━━━ RECORD EXCERPTS
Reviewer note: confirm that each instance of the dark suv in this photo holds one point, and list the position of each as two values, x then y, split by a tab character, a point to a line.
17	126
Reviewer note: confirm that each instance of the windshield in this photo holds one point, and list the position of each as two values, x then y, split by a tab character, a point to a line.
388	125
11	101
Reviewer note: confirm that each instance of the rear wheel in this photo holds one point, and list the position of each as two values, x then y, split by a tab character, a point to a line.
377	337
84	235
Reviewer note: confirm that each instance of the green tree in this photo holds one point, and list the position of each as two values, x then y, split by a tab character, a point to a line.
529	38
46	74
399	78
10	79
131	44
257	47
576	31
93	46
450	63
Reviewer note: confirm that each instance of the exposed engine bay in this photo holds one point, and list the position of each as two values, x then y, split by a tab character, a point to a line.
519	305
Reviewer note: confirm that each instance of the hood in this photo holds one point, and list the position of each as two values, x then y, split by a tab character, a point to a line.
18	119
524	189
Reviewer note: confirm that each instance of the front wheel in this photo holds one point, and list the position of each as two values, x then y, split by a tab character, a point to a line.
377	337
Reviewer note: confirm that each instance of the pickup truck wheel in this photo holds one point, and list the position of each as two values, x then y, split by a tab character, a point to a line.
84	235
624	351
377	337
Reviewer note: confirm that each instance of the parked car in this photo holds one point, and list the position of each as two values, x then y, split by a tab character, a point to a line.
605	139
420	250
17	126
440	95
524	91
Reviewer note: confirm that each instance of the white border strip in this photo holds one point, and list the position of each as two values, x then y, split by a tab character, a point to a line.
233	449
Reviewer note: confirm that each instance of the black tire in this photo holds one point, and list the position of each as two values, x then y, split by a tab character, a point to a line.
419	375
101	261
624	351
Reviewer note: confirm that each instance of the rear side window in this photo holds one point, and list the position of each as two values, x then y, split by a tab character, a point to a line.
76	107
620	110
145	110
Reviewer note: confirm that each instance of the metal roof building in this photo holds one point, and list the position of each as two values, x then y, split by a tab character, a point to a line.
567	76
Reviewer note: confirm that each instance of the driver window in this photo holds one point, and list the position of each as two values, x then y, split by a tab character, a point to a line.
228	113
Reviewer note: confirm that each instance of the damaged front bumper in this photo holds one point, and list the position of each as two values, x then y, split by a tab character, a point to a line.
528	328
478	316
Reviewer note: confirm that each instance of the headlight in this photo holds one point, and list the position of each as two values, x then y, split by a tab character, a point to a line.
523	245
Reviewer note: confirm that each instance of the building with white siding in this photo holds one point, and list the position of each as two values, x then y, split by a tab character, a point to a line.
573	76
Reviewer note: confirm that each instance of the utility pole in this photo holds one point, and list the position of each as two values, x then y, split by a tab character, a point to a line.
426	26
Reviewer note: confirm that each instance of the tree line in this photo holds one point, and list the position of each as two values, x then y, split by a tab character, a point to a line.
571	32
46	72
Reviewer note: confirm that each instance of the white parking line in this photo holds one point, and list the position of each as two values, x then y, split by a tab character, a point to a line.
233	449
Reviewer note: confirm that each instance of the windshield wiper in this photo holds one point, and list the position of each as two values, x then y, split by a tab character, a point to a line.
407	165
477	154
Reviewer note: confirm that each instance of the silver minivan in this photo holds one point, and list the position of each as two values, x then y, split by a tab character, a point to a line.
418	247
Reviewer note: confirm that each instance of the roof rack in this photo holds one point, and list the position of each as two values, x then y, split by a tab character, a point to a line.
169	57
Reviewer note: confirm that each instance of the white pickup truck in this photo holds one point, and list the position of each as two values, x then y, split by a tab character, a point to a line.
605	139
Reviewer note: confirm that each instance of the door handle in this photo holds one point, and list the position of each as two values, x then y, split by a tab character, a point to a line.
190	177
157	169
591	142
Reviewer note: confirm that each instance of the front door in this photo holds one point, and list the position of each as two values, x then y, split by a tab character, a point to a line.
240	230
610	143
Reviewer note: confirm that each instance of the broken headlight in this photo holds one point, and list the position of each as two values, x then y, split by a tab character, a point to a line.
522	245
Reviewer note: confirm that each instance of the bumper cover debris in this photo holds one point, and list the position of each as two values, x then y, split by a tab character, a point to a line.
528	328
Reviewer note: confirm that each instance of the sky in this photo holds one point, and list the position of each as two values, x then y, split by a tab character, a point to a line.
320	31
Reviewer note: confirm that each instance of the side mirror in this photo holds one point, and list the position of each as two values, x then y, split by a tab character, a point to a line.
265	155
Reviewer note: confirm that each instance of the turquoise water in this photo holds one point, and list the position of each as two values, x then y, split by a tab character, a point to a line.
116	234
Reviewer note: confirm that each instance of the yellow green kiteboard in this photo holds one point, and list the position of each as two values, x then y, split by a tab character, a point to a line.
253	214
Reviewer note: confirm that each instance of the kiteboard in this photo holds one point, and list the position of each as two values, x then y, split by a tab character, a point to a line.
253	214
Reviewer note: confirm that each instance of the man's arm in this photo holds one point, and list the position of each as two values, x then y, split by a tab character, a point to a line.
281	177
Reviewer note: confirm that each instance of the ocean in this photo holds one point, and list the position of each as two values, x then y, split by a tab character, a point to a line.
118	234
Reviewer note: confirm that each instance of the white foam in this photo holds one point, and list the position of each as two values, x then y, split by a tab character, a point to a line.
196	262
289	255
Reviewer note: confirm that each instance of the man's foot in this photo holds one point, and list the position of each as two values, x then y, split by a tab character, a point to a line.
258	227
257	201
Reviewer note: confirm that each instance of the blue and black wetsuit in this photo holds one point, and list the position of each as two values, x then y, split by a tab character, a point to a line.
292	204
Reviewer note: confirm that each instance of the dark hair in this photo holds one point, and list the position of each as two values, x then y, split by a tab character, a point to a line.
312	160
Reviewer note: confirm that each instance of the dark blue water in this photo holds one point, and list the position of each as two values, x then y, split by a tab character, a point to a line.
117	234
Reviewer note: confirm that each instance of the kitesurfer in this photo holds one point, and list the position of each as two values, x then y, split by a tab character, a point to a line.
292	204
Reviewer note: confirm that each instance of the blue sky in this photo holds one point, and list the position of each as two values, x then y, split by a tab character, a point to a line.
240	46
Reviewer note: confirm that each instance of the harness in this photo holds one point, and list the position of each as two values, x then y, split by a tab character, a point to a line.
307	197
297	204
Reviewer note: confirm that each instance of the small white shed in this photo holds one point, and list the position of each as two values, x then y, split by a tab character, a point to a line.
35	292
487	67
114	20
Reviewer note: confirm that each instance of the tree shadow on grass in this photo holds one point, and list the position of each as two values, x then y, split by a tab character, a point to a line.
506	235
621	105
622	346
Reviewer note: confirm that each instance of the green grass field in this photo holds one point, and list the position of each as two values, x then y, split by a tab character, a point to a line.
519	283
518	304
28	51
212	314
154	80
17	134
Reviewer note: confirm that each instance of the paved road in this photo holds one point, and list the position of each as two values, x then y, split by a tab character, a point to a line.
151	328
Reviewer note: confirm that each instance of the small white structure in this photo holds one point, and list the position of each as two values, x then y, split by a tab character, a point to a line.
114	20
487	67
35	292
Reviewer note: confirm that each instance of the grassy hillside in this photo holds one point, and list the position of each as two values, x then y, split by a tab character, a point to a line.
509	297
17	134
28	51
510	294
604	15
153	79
━━━━━━
- INSTRUCTIONS TO FOLLOW -
Your task is to quote all of the data word for word.

- FULL OUTPUT -
Reviewer note: confirm that each instance of the dark suv in this photo holds one point, and list the position of each as two values, x then y, split by a tab character, a point to a line.
17	126
Reviewer note: confirm that each instance of the windshield in this photo holds one point, and list the position of each as two values, x then y, split by a tab character, a point to a line.
388	125
11	101
Reviewer note: confirm that each instance of the rear wheel in this photo holds one point, and list the position of each as two values, x then y, split by a tab character, a point to a line.
377	337
84	235
Reviewer note: confirm that each instance of the green tree in this photo holds one point, and list the position of each as two values, x then y, split by a tab character, a point to a line.
529	38
46	74
399	78
10	79
131	44
257	47
576	31
93	46
450	63
Reviewer note: confirm that each instance of the exposed engine bay in this photo holds one point, and list the position of each as two values, x then y, split by a tab character, a point to a line.
519	305
Reviewer note: confirm that each instance of the hood in this photo holds one point, and list the position of each as two values, x then y, split by a tab character, a point to a line.
18	119
524	189
Reviewer note: confirm that each instance of the front wheel in this photo holds one point, and list the position of each as two values, x then y, split by a tab character, a point to a line.
377	337
Reviewer note: confirm that each instance of the pickup truck wheel in this photo holds one point, and list the position of each as two values, x then y, split by a tab character, a point to a line.
84	235
624	351
377	337
Reviewer note: confirm that each instance of the parked car in this photo holds one point, and list the position of each as two values, x then y, split by a tab character, a point to a line.
605	139
420	250
17	126
440	95
524	91
Reviewer note: confirm that each instance of the white border strip in this photo holds one point, and list the position of each as two values, x then y, split by a tab character, a point to a line.
233	449
Reviewer note: confirm that each instance of the black tire in this photo holds one point, and list the position of each as two values, x then y, split by a tab character, a point to a line.
419	375
101	261
624	351
Reviewer note: confirm that each instance of the rear side window in this photo holds one point, and list the position of each as two values, x then y, split by a tab character, a point to a line.
76	107
620	110
145	110
Reviewer note: confirm that each instance of the metal roof building in this photo holds one point, and list the position of each as two values, x then y, split by a tab character, a point to a line.
567	76
Reviewer note: confirm that each instance of the driver window in this photo holds one point, and list the position of each as two values, x then y, split by a tab character, a point to a line.
228	113
Reviewer note: confirm that each instance of the damaged front bumper in this photo holds one point, and list the position of each as two values, x then y, split by a tab character, a point to a line.
528	328
478	316
Reviewer note: confirm that each instance of the headlight in this photo holds one point, and list the position of each as two values, x then y, split by a tab character, a point to a line.
523	245
Reviewer note: confirm that each instance of the building with white siding in this photo holds one point, and list the position of each as two values, x then y, split by a tab character, a point to a line.
573	76
Reviewer note: confirm that each instance of the utility pole in this photo holds one point, and list the position of each as two values, x then y, split by a tab character, a point to a line.
426	26
Reviewer note: confirm that each instance of the tree line in this photo holds one point, and list the position of each as two values, x then y, split by a tab character, a point to a line.
571	32
46	72
Reviewer note: confirm that each instance of the white parking line in this photo holds one point, and list the position of each as two values, x then y, split by a tab character, a point to a line.
233	449
Reviewer note: confirm that each instance of the windshield wiper in this photo holds one point, and list the position of each as two values, x then y, split by a tab character, a point to a line.
407	165
477	154
Reviewer note: confirm that each instance of the silver minivan in this photo holds one point, and list the position of each as two values, x then y, split by a tab character, a point to a line.
418	247
Reviewer note: confirm that each instance of the roof rack in this photo holds one point, and list the position of each as two values, x then y, split by a tab character, a point to a line.
169	57
Reviewer note: confirm that each instance of the white pickup truck in this photo holds one point, and list the position of each as two values, x then y, split by a tab character, a point to a line.
605	139
Reviewer note: confirm that each instance of the door handle in this photo holds one point, and list the position of each as two values, x then y, split by a tab character, a point to a line.
190	177
157	169
591	142
Reviewer note: confirm that each instance of the front door in this photo holds one point, and list the position of each as two values, x then y, split by a tab character, a point to a line.
240	230
610	143
Reviewer note: confirm that each instance of the broken headlight in this photo holds one point, and list the position of each as two values, x then y, split by a tab character, a point to a line.
522	245
Reviewer note: confirm that each instance of the bumper cover debris in this photo holds one point, and list the position of each as two values, x then y, split by a tab character, a point to a line.
528	328
Reviewer note: confirm that each instance of the sky in this photo holds one point, and list the position of each as two values, x then y, split by a tab character, a point to a line.
320	31
Reviewer note: confirm that each instance of the side mirror in this photo holds one point, and list the position of each as two values, x then y, split by a tab character, a point to a line.
265	155
Reviewer note: confirm that each instance of the turquoise water in this photo holds one point, and list the position of each as two values, x then y, split by a tab character, a point to a line.
116	234
Reviewer note: confirm that each instance of the yellow green kiteboard in this photo holds one point, and list the position of each as two values, x then y, split by a tab character, a point to a line.
253	214
Reviewer note: confirm that each instance of the kiteboard in this photo holds one point, and list the position of each as two values, x then y, split by a tab character, a point to a line.
253	214
Reviewer note: confirm that each instance of the man's arm in this photo holds one point, and list the position of each as two values, x then y, split by a tab character, a point to a line.
281	177
Reviewer note: confirm that each instance of the ocean in this photo holds one point, and list the position of each as two values, x then y, split by a tab character, a point to a line.
118	234
Reviewer note: confirm that each instance of the white foam in this photo holds one point, and list the position of each as two values, x then y, split by a tab character, a point to a line.
196	262
289	255
Reviewer note: confirm that each instance of the man's foot in this photo holds one point, and list the position of each as two values, x then y, split by a tab character, a point to a line.
258	227
257	201
Reviewer note: confirm that each instance of the blue and black wetsuit in this photo holds one point, and list the position of each as two values, x then y, split by a tab character, a point to a line.
292	204
Reviewer note: confirm that each instance of the dark hair in this photo holds one point, and list the position of each as two values, x then y, split by a tab character, a point to a line.
312	160
Reviewer note: confirm that each instance of the dark blue water in this photo holds one point, and list the position of each as two values, x then y, split by a tab character, a point to a line.
117	234
Reviewer note: confirm that each instance of the kitesurfer in this photo holds one point, and list the position of each as two values, x then y, split by a tab character, a point to a line.
292	204
Reviewer note: confirm that each instance of the blue sky in this photo holds one point, and list the position of each as two values, x then y, split by a tab character, a point to a line.
240	46
Reviewer note: confirm that each instance of the harness in this photo holds one point, and list the position of each as two values, x then y, split by a tab character, a point to a line.
307	197
297	204
Reviewer note: confirm that each instance of the small white shed in this photo holds one point, and list the position of each as two values, x then y, split by a tab character, a point to a line.
35	292
487	67
114	20
Reviewer note: confirm that each instance of the tree shadow on grass in this photo holds one point, and list the position of each as two values, x then y, split by a tab character, a point to a line.
506	235
621	105
622	346
Reviewer note: confirm that each instance of the green grass field in this photo holds one point, and list the position of each as two values, x then y, split by a tab character, a point to a line.
519	283
518	304
28	51
212	314
154	80
17	134
Reviewer note: confirm that each instance of the paved road in this photo holds one point, and list the position of each as two values, x then y, split by a tab character, a point to a line.
151	328
Reviewer note: confirm that each instance of the small white structure in this photo holds one point, and list the position of each as two values, x then y, split by a tab character, a point to a line.
114	20
487	67
35	292
Reviewer note: confirm that each instance of the grassy hillside in this photo holds one point, and list the position of each as two values, x then y, split by a tab character, a point to a line.
509	297
17	134
28	51
510	294
604	15
153	79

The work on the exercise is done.